=== EXERCISE AIM ===
Return only the lines starting at the line that contains "Could you please spot the bush" and ending with the final line of the listing; include both endpoints.

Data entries
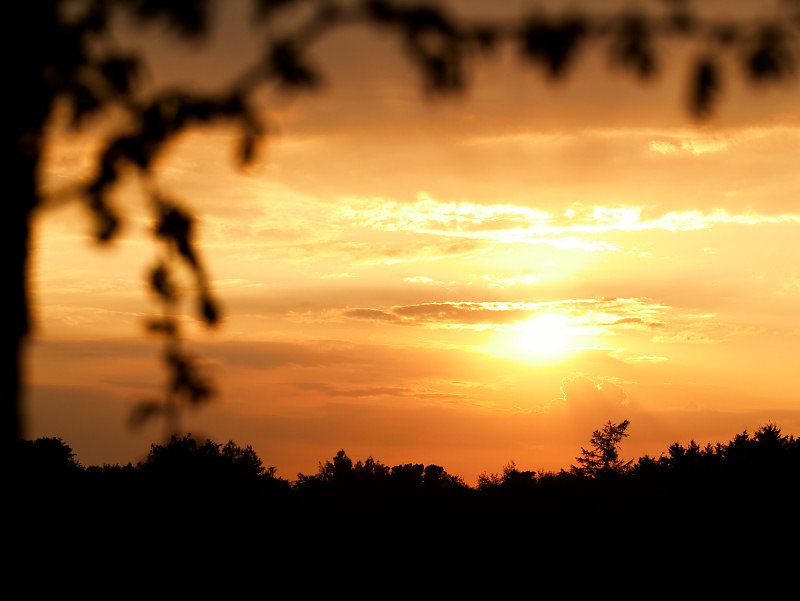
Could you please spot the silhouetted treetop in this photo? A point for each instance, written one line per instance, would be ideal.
(602, 458)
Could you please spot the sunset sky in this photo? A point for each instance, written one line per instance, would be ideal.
(463, 281)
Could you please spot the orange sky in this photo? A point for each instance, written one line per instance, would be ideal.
(465, 281)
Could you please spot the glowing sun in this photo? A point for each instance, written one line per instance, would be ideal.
(544, 336)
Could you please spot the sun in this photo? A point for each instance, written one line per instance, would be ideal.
(547, 335)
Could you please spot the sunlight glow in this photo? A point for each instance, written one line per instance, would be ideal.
(546, 335)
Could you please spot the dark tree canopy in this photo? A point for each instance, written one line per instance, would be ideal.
(602, 458)
(69, 58)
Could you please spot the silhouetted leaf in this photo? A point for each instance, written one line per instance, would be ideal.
(770, 59)
(121, 73)
(175, 226)
(168, 326)
(287, 63)
(161, 282)
(106, 221)
(186, 378)
(209, 310)
(553, 45)
(632, 47)
(705, 86)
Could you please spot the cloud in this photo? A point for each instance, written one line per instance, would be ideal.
(504, 223)
(601, 313)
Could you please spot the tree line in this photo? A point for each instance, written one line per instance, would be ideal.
(202, 508)
(190, 466)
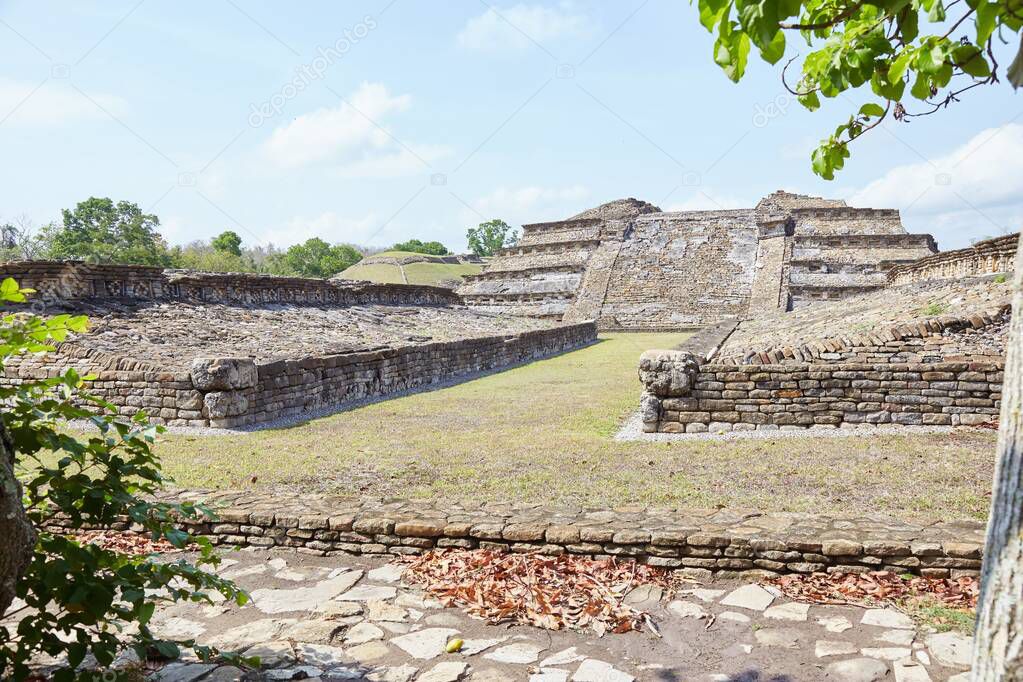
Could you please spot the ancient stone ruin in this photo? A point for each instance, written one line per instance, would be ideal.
(926, 350)
(812, 313)
(630, 266)
(234, 350)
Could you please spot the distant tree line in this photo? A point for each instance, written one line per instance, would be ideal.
(103, 231)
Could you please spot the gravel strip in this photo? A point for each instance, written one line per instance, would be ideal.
(632, 430)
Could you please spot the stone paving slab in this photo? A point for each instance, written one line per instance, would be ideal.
(729, 542)
(341, 640)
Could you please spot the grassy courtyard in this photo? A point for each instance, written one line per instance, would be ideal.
(543, 433)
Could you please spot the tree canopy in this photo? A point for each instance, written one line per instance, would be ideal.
(102, 231)
(416, 246)
(316, 258)
(918, 56)
(227, 241)
(489, 237)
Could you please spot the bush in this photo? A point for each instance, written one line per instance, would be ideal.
(416, 246)
(80, 597)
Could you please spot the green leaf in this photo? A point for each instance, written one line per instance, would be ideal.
(711, 12)
(899, 65)
(1015, 72)
(987, 13)
(810, 101)
(921, 88)
(872, 109)
(775, 49)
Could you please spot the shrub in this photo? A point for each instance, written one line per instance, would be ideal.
(78, 598)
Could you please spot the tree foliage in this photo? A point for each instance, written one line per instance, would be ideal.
(917, 56)
(316, 258)
(416, 246)
(227, 241)
(489, 237)
(81, 599)
(101, 231)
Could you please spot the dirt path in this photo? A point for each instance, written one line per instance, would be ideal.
(353, 619)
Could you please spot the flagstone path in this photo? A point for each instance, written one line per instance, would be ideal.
(353, 619)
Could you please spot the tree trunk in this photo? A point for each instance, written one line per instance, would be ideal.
(997, 651)
(17, 538)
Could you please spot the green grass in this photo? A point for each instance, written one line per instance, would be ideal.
(424, 272)
(431, 273)
(928, 611)
(542, 433)
(934, 309)
(375, 272)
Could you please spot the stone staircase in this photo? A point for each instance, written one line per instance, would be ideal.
(589, 299)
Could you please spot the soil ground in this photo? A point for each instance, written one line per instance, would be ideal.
(708, 633)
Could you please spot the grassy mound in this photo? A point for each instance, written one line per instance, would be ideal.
(396, 267)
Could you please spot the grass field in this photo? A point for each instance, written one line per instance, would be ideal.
(543, 433)
(431, 271)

=== OUTPUT OF THE EXERCISE ===
Could you please spot the bush in this photo? A point for each instance, written one line per instance, would be ideal.
(416, 246)
(80, 597)
Could you please spot the green leaf in this photo? A point for each instance, written one line per instance, would be ideal.
(711, 12)
(899, 65)
(1015, 72)
(987, 13)
(810, 101)
(921, 88)
(872, 109)
(775, 49)
Could you please spot the shrub in this photo? A point for each instance, written one line per instance, would be ideal.
(78, 598)
Could you please spot the tree foliage in this photo? A point for each instance, written one line per instance, would be ideal.
(917, 56)
(316, 258)
(416, 246)
(227, 241)
(489, 237)
(81, 599)
(101, 231)
Could you please spot the dirt path in this photo? A point for each instance, written one line per instance, would be ideal.
(353, 619)
Could you please spot the flagstone path in this photo? A point for each instance, written one line per instance, would be ideal.
(353, 619)
Could you please spot the tree trunk in this photo? A point for each instance, written one line per instance, would be ideal.
(997, 651)
(17, 538)
Could you please spot the green grass in this photo? A point for each instance, written one line per instance, would be ideal.
(424, 272)
(431, 273)
(928, 611)
(542, 433)
(934, 309)
(375, 272)
Could you please spot the stone staircase in this photo? A point for each instance, written one line per instance, would be ideal.
(589, 299)
Could you please spot the soil ground in this photo? A point for each instance, written one line per instance, would be ideal.
(708, 633)
Could you please spot the grassy mound in this photo? A point for each instance, written one line per instance, would be ideal.
(396, 267)
Could you please spot the grass field in this photo? A point for each instance, written one line per instance, would be ideal.
(543, 433)
(431, 271)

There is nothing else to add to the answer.